Each line of the data below that includes the string "trace" must be copied.

%%

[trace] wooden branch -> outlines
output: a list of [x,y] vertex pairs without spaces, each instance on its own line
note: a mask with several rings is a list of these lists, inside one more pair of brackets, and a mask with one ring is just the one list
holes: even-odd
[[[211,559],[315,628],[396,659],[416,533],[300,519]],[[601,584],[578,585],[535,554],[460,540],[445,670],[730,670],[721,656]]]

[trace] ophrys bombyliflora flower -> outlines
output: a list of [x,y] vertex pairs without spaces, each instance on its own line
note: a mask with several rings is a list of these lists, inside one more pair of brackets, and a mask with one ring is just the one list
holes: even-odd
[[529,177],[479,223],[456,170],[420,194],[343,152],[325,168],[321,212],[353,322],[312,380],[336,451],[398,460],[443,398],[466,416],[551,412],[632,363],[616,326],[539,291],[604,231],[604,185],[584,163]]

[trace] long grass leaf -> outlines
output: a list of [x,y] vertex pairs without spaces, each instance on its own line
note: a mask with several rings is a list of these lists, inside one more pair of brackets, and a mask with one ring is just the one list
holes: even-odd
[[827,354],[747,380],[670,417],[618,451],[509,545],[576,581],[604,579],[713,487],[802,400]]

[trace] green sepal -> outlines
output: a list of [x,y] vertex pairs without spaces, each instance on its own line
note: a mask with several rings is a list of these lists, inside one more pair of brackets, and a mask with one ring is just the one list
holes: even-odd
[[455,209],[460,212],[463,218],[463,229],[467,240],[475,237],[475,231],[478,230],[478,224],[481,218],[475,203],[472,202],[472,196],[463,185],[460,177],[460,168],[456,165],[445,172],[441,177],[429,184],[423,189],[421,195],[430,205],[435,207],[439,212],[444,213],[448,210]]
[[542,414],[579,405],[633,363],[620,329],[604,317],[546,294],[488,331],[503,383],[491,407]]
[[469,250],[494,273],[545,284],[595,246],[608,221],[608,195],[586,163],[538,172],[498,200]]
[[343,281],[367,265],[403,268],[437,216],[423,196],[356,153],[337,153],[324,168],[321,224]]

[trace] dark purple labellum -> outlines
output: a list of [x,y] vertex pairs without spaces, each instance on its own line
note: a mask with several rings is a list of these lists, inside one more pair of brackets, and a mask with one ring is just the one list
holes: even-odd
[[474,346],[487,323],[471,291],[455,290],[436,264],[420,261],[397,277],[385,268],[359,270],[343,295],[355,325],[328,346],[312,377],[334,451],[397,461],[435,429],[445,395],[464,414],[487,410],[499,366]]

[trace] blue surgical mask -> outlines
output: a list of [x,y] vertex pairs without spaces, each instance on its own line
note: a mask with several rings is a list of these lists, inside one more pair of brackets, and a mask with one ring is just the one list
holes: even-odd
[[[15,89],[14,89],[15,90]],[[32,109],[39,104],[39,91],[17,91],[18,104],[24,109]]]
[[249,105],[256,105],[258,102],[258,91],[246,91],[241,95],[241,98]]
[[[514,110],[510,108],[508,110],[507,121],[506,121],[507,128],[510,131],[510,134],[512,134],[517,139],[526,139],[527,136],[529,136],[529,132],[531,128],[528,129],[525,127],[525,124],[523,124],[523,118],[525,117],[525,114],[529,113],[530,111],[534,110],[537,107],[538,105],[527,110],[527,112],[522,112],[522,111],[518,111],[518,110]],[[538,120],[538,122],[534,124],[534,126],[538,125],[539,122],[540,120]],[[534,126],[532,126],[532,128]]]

%%

**Answer to this exercise**
[trace] wooden branch -> outlines
[trace] ophrys bombyliflora flower -> outlines
[trace] long grass leaf -> outlines
[trace] green sepal -> outlines
[trace] dark purple labellum -> outlines
[trace] blue surgical mask -> outlines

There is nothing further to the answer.